*Extracted material*
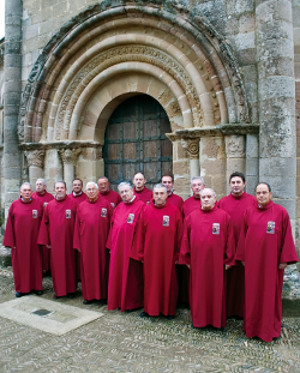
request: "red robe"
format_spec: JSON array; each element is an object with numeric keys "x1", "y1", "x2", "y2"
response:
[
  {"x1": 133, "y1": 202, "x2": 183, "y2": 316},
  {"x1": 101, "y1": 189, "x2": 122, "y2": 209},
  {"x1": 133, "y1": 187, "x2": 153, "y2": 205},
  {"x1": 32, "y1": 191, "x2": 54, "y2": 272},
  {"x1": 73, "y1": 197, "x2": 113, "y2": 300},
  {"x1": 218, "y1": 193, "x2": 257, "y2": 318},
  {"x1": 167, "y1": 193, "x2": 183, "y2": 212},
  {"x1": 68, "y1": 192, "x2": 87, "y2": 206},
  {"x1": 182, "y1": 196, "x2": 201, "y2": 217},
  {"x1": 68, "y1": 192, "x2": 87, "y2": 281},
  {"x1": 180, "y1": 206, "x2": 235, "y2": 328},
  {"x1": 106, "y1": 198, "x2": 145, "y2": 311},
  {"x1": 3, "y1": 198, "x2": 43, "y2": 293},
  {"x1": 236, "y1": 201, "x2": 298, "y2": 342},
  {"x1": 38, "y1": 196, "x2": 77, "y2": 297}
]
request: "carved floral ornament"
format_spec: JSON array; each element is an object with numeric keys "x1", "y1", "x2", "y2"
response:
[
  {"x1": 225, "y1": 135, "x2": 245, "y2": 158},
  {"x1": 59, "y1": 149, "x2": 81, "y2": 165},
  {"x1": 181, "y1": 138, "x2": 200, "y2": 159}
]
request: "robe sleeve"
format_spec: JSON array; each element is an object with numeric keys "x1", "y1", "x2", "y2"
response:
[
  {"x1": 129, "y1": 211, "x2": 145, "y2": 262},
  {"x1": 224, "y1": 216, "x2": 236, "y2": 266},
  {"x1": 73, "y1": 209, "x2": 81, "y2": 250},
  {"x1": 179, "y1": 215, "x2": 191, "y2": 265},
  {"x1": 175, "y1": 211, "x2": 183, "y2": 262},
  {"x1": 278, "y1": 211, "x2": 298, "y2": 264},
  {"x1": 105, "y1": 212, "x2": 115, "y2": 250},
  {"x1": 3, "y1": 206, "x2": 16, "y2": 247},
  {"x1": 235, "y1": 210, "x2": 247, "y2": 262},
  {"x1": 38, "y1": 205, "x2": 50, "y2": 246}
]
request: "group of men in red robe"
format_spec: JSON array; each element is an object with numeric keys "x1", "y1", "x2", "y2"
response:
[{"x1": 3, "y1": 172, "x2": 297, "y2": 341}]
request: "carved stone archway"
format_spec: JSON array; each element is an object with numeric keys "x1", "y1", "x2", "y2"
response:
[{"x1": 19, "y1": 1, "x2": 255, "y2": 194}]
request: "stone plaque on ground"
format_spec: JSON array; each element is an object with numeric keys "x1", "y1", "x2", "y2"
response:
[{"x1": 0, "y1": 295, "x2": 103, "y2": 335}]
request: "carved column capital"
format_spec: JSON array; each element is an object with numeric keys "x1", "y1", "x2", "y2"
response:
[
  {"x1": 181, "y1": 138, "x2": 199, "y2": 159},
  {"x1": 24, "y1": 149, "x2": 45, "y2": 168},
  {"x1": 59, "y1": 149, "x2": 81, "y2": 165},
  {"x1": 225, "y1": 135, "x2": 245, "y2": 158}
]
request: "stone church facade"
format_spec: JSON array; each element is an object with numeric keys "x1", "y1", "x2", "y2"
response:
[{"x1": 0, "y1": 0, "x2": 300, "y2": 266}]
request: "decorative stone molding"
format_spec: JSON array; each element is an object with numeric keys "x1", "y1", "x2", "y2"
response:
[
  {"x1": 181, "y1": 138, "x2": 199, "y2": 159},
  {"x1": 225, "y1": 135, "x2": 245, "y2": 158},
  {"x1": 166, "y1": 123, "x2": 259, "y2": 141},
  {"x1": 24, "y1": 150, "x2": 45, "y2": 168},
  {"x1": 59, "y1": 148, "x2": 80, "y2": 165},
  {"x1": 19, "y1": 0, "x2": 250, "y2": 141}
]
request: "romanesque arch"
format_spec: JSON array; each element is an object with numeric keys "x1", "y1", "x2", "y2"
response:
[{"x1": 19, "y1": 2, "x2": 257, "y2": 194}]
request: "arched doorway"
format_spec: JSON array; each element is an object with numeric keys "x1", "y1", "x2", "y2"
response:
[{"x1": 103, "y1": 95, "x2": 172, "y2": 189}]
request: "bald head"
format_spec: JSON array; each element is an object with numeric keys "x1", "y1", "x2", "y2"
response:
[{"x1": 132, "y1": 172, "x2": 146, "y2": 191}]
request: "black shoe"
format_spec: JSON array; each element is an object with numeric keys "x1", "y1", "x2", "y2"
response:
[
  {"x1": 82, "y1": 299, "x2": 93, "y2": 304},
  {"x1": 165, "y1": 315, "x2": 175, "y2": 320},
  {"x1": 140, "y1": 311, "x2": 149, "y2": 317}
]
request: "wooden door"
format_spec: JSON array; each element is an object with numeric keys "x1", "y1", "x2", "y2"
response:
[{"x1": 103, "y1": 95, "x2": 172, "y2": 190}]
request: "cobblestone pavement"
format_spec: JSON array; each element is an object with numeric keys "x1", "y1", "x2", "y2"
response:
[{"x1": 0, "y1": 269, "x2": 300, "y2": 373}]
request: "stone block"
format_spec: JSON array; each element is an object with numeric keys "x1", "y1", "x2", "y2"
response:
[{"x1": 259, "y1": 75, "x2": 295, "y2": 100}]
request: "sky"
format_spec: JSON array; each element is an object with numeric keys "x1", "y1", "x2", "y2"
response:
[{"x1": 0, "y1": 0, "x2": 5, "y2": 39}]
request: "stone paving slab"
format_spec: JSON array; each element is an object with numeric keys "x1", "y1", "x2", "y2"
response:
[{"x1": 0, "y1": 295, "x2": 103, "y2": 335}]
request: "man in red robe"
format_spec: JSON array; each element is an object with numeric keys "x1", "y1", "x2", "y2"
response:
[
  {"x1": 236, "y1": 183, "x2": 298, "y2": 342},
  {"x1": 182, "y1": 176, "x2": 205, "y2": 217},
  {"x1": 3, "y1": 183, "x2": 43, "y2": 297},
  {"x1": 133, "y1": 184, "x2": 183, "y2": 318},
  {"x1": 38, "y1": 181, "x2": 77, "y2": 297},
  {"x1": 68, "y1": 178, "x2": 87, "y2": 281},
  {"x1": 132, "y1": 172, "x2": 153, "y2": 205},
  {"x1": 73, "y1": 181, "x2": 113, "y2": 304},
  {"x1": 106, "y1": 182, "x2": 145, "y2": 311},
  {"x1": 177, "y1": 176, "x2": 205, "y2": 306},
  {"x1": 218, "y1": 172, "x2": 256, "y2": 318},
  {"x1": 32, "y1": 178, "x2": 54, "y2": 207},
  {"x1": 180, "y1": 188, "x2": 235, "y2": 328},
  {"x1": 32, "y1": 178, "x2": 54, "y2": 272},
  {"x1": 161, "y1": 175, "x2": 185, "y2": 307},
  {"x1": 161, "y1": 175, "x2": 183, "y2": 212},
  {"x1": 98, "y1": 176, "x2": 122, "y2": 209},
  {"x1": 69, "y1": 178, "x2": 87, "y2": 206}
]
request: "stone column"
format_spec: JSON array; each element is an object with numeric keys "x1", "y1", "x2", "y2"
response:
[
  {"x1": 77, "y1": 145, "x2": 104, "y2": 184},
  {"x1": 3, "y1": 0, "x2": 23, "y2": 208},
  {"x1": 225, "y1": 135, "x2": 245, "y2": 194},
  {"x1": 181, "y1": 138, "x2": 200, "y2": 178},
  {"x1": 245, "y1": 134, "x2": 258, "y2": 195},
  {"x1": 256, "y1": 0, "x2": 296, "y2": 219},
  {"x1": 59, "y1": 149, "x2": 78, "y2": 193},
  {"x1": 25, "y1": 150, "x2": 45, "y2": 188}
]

==

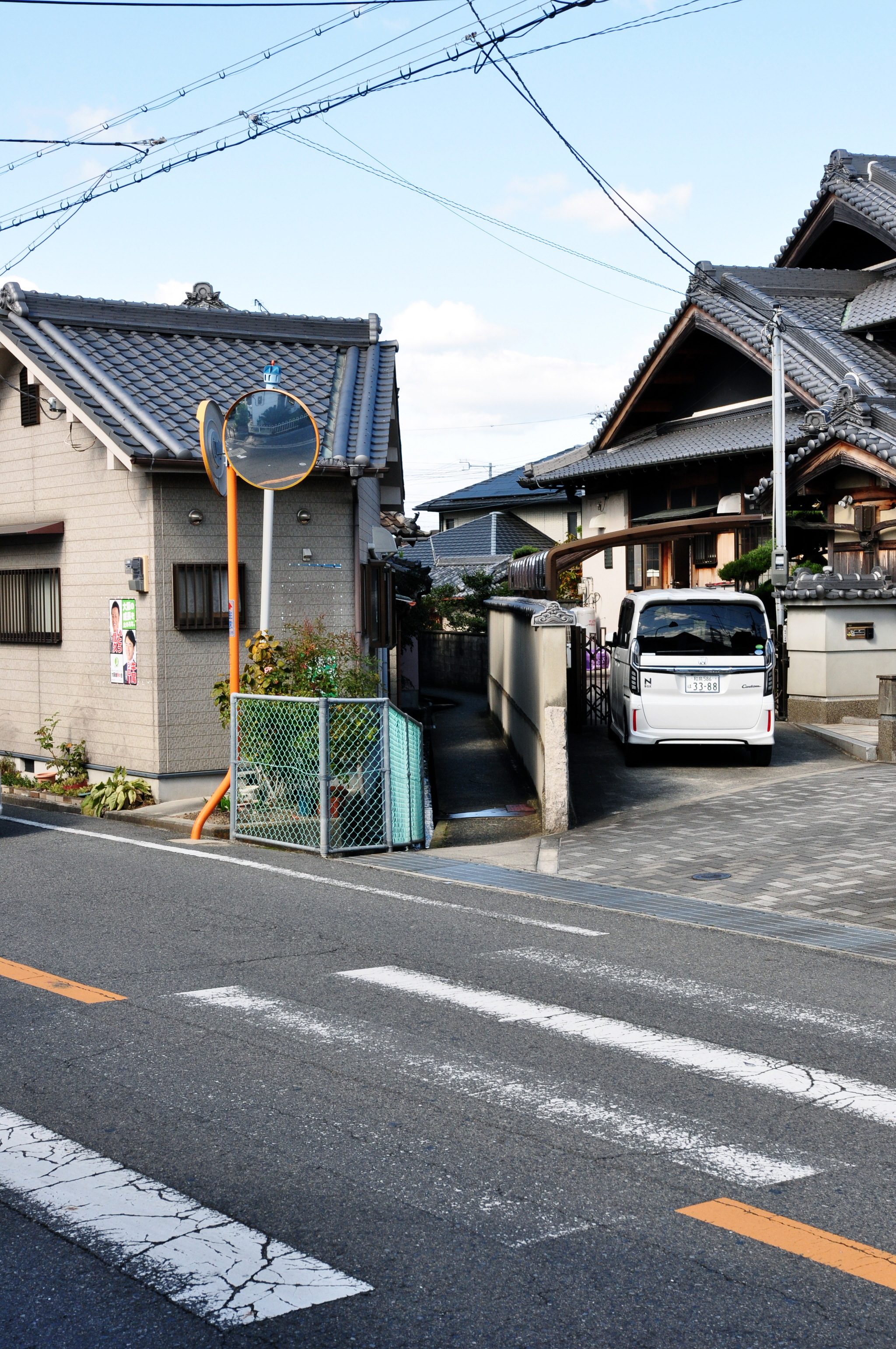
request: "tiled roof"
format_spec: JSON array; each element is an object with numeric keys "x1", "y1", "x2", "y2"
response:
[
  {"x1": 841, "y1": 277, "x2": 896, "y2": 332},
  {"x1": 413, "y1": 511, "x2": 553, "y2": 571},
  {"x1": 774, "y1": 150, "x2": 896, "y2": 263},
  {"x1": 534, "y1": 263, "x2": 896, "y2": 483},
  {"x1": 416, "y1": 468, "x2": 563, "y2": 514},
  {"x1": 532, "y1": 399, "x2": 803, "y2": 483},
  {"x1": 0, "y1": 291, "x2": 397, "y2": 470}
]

*Written task*
Count the lines in the entries above that contain the string "column", matching case exactly. Reply with the number alone.

*Result of the exercise*
2